[本文抜粋]
++++++++++++++++++++

オリジナルでの狭い音場、妙なディレイがかかったドラムなどの不安定な部分を解消し、タイトかつ広がりのあるサウンドにミックスし直して違った装いのアルバムとして生き返っていた。フェードインフェードアウトが間違っているという指摘もあるけれど、ヴィスコンティ本人がやりなおしているのでそこは問題ではないと思う。改めてアルバムを聴くと色々な発見がある。「ロジャー」というアルバムにあまりいい印象が無い人は聴いて損は無いと思う。ぜひ聴いて欲しい。

カルトから世界的なスターダムへ

ボウイは翌年「スケアリー・モンスターズ」をリリースした後音楽から離れ、エレファントマンでの演劇、映画俳優という道を辿って、1983年「レッツダンス」の大ヒットで世界的なスターダムへと乗り出していく。
その少し前に京都で暮らしていたボウイと居酒屋で出会った京大生の話が以前ツイートされていて、それを読むと常に変化しつつ普通に悩みを抱えていたのがよく分かる。

++++++++++++++++++++

[元データ]
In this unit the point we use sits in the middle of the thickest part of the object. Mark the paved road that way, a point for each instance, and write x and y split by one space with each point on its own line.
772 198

++++++++++++++++++++

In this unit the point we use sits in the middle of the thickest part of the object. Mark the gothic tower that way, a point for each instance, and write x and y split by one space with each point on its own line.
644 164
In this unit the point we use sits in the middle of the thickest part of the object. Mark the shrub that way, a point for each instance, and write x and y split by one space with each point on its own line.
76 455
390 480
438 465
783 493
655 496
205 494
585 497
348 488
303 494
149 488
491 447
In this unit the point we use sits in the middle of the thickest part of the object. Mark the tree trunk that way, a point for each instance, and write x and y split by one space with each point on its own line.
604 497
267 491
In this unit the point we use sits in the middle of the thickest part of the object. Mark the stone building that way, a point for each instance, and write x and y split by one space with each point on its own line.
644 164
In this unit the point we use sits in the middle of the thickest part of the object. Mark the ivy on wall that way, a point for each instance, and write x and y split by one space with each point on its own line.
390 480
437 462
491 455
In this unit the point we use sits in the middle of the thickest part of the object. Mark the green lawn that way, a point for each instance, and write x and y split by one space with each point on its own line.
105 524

++++++++++++++++++++

[やること]
(a) ボウイに関する文章から次の一文を英語に訳すこと。「ボウイは翌年「スケアリー・モンスターズ」をリリースした後音楽から離れ、エレファントマンでの演劇、映画俳優という道を辿って、1983年「レッツダンス」の大ヒットで世界的なスターダムへと乗り出していく。」
(b) ボウイに関する文章を、最後の文の後から続けて書くこと。
データはここでは使わない。

[解答例]
(a) The following year, after releasing "Scary Monsters," Bowie stepped away from music, took a path through the stage play The Elephant Man and work as a film actor, and with the huge hit of "Let's Dance" in 1983 set out toward worldwide stardom.

(b)
十代の頃からミュージシャンとして活動を始め、常にブレイクする事を目指し、「スペース・オデティ」でのイギリスでのブレイク、「フェイム」でのアメリカブレイクがありながらも、70年代のボウイは契約の関係で金銭的に困窮していた。特にベルリン時代は一番困窮していた時期に辺り、服装などもかなりラフなものが写真に収められている。カルトなスターから、メジャーなスターへと変身する前のベルリン3部作に触れる事で、ボウイのミュージシャンとしての本質を感じる事が出来るのではないだろうか?

ボウイとクラウトロック

結果的にベルリン3部作でのボウイは、クラウトロックから養分を取りながらも、自身の表現を突き進むことを選んだ。ミハエル・ローターやヤキ・リーベツァイトらとコラボレーションする機会がありながらも、結局の所距離を取りながら歩んで行った。ベルリン3部作といえば安易にクラウトロックと結びつける記事をよく見かけるが、実際はボウイよりもイーノの方がコミットしている。ボウイを含め、ポストパンクとクラウトロックをフィックスしていたのはイーノだったのではないだろうか。パンク以前のオールドウェーブのふたりが新たな音楽としてクラウトロックの音楽性やヨーロッパ的な世界観を取り入れていたのは、ポストパンクの時代のバンドと共通している。いち早く自身の音楽に取り入れたことで、ポストパンク/ニューウェーブに先んじた表現を提示した事で橋渡し役としてのプレゼンスを掲示していた。キュアーのロバート・スミスの「ロウで死ねばよかった」という発言があったように、先駆性とカルトな存在のボウイをよく表している。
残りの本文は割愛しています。